+++ Exercise material +++

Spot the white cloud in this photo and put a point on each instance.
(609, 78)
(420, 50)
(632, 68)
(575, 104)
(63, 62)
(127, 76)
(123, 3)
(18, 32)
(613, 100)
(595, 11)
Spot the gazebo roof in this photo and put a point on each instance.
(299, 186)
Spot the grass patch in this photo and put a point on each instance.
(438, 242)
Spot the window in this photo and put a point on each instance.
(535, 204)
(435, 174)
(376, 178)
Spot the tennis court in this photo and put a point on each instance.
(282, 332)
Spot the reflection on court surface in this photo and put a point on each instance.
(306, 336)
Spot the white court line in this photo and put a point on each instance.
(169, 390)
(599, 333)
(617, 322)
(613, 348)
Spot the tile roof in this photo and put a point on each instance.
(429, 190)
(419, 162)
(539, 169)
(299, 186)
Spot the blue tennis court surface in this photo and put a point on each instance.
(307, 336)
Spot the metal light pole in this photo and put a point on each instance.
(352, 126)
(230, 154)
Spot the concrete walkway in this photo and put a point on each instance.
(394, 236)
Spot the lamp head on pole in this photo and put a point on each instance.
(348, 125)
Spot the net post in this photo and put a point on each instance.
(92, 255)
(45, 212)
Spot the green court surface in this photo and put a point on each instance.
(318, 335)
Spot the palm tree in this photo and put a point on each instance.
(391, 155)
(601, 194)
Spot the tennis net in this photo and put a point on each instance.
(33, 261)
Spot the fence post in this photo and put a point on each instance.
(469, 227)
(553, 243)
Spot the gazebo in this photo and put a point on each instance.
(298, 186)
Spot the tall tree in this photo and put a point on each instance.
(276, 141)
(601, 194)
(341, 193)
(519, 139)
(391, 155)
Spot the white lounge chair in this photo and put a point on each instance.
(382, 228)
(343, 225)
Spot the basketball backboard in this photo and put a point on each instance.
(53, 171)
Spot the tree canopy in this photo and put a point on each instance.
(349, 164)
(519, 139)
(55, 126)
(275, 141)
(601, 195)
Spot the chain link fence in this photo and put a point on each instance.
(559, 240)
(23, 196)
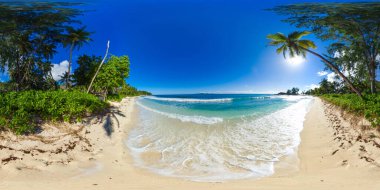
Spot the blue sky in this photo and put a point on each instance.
(192, 46)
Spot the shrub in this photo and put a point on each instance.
(369, 106)
(20, 111)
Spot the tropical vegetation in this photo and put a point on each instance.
(30, 35)
(352, 31)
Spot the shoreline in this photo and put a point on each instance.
(111, 166)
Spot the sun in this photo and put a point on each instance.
(296, 60)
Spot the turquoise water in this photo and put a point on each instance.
(216, 137)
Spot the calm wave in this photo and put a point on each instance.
(213, 137)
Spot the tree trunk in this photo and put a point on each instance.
(97, 71)
(69, 68)
(336, 70)
(373, 77)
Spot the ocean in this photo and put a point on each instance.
(217, 137)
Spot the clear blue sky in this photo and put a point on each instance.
(190, 46)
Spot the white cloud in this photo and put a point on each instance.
(322, 73)
(59, 69)
(331, 77)
(312, 86)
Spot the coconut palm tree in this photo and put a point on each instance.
(294, 46)
(75, 38)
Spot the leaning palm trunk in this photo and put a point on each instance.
(97, 71)
(336, 70)
(69, 68)
(373, 77)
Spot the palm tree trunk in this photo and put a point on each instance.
(373, 76)
(69, 68)
(336, 70)
(97, 71)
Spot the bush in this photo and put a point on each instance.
(126, 91)
(20, 111)
(369, 106)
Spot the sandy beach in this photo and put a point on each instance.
(333, 154)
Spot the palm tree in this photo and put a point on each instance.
(295, 46)
(75, 38)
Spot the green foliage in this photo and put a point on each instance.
(293, 91)
(353, 29)
(86, 69)
(291, 43)
(75, 39)
(20, 111)
(112, 75)
(127, 91)
(369, 107)
(30, 33)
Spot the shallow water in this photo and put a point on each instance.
(208, 137)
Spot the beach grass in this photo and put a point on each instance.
(20, 112)
(369, 106)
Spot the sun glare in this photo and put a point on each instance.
(296, 60)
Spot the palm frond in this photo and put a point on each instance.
(307, 44)
(297, 35)
(277, 37)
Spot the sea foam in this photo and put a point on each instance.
(190, 100)
(163, 144)
(185, 118)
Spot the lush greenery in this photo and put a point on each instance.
(22, 111)
(369, 106)
(353, 31)
(112, 75)
(293, 45)
(30, 35)
(293, 91)
(126, 91)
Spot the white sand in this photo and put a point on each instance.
(108, 165)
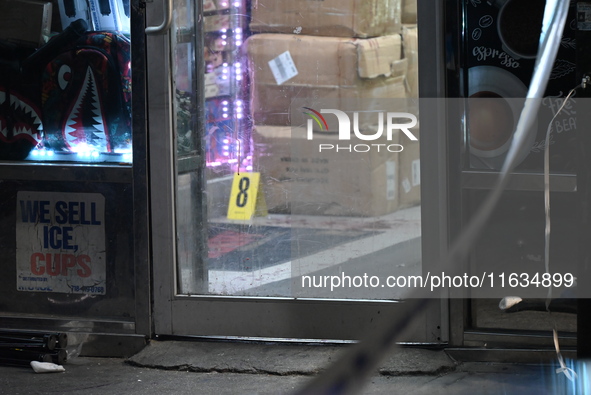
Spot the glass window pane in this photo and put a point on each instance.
(286, 213)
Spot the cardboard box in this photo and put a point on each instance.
(287, 67)
(410, 173)
(409, 11)
(26, 23)
(410, 48)
(334, 18)
(298, 179)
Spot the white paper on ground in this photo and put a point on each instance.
(46, 367)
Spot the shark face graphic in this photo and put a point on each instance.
(76, 101)
(85, 123)
(20, 125)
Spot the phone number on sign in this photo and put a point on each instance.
(538, 280)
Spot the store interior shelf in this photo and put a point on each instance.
(520, 181)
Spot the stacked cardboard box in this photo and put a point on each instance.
(309, 51)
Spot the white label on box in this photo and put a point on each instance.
(210, 79)
(391, 180)
(208, 5)
(211, 91)
(416, 172)
(60, 242)
(283, 67)
(406, 185)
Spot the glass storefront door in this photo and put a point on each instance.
(270, 218)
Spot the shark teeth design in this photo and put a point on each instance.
(85, 124)
(27, 122)
(28, 112)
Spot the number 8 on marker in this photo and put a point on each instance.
(242, 196)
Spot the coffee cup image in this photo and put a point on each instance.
(493, 107)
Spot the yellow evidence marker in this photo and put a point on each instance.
(246, 197)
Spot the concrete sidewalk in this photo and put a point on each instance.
(204, 368)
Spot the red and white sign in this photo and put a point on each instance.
(60, 242)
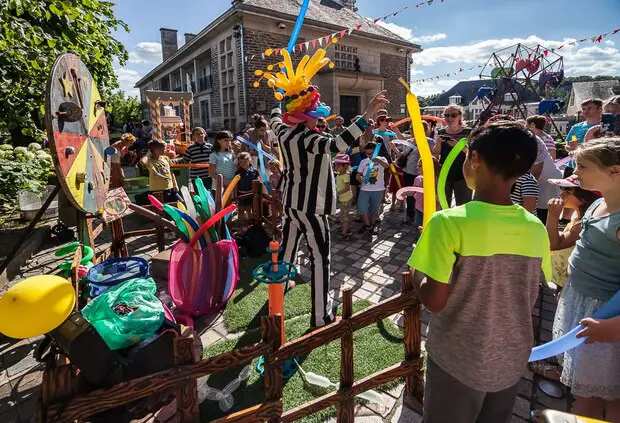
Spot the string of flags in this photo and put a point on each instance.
(326, 39)
(594, 39)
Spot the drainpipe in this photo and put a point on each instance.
(245, 98)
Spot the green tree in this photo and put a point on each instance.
(32, 34)
(124, 108)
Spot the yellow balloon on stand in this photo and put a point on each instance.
(430, 201)
(36, 306)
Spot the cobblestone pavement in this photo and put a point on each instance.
(370, 265)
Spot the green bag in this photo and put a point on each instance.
(126, 313)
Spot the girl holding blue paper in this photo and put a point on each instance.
(593, 370)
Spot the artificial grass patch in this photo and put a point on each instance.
(376, 347)
(250, 300)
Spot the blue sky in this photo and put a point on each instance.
(453, 34)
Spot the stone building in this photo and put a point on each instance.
(212, 61)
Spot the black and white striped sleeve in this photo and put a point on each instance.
(320, 144)
(529, 186)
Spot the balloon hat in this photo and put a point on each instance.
(300, 99)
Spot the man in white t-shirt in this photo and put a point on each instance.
(370, 174)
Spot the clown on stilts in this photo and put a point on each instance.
(308, 185)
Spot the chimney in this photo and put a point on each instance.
(350, 4)
(169, 43)
(189, 37)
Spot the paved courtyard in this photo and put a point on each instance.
(371, 265)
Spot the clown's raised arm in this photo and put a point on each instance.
(313, 141)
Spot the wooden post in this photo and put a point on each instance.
(413, 340)
(346, 408)
(257, 204)
(186, 391)
(118, 239)
(159, 229)
(270, 332)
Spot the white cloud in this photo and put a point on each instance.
(146, 52)
(407, 33)
(127, 78)
(429, 38)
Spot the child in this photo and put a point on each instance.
(222, 160)
(394, 186)
(342, 163)
(592, 371)
(563, 242)
(371, 188)
(476, 269)
(160, 175)
(198, 153)
(525, 192)
(419, 196)
(244, 186)
(274, 182)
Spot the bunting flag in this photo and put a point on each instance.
(594, 39)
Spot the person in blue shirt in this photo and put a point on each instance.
(591, 110)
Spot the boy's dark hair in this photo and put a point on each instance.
(157, 143)
(596, 101)
(223, 135)
(507, 148)
(371, 145)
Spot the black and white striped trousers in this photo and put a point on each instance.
(316, 230)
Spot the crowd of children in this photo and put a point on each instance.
(477, 266)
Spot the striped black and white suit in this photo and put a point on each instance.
(309, 196)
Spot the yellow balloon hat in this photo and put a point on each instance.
(36, 306)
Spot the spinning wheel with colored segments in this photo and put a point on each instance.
(78, 133)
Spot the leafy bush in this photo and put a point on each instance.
(22, 169)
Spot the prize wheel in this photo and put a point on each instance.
(78, 133)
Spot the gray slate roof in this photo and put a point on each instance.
(325, 12)
(468, 90)
(591, 89)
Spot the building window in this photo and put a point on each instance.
(344, 57)
(228, 82)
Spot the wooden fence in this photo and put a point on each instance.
(182, 378)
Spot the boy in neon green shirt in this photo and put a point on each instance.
(477, 268)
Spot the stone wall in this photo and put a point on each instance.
(392, 68)
(255, 43)
(215, 104)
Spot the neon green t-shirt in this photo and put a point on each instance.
(494, 258)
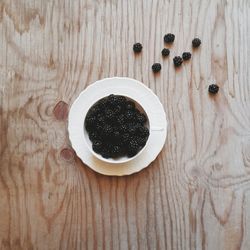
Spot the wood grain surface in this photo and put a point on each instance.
(196, 195)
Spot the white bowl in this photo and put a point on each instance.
(118, 160)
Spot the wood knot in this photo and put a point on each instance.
(61, 111)
(68, 154)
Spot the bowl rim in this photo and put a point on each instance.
(112, 160)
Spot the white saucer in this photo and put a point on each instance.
(127, 87)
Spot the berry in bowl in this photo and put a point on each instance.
(116, 129)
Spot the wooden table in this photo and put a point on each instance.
(196, 195)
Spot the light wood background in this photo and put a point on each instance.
(196, 195)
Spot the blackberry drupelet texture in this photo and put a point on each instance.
(213, 89)
(177, 61)
(116, 127)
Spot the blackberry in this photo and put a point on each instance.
(186, 56)
(129, 115)
(125, 137)
(121, 119)
(133, 148)
(156, 67)
(131, 129)
(97, 146)
(121, 100)
(177, 61)
(169, 38)
(111, 101)
(123, 128)
(107, 130)
(116, 127)
(116, 135)
(137, 47)
(105, 153)
(109, 114)
(93, 136)
(141, 141)
(130, 105)
(165, 52)
(141, 118)
(213, 89)
(196, 42)
(90, 123)
(116, 151)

+++

** Task description **
Output precisely the lines in the material above from the line containing "Spot the boy in" through its last line, and omit pictures.

** Response to this exercise **
Spot the boy in neon green shirt in this photo and put a point on each instance.
(477, 268)
Spot the stone wall in this photo and put a point on each instance.
(392, 68)
(255, 43)
(215, 104)
Spot the neon green t-shirt in this photo and put a point on each instance.
(494, 258)
Spot the wood grain surface in this photo and put a point on each instance.
(196, 195)
Spot the white bowl in this photo and put a point on each instance.
(118, 160)
Spot the wood knot in this photo and put a point on each instance.
(61, 111)
(68, 154)
Spot the bowl rim in this photo and put a point on each instance.
(112, 160)
Spot the white saucer in this photo and put a point on each instance.
(127, 87)
Spot the berry in bowl in this photo and put a point on each instance.
(116, 129)
Spot the wooden table in this photo and put a point on each instance.
(196, 195)
Spot the light wood background in this photo and put a point on each instance.
(196, 195)
Spot the blackberry drupelet texture in this photo and put a point on each instance.
(213, 89)
(177, 61)
(116, 127)
Spot the blackberry in this photo and put a point on each instance.
(186, 56)
(129, 115)
(125, 137)
(121, 119)
(133, 148)
(156, 67)
(131, 129)
(97, 146)
(121, 100)
(177, 61)
(169, 38)
(111, 101)
(123, 128)
(107, 130)
(116, 127)
(116, 135)
(137, 47)
(105, 153)
(109, 114)
(93, 136)
(141, 141)
(130, 105)
(165, 52)
(141, 118)
(213, 89)
(196, 42)
(90, 123)
(116, 151)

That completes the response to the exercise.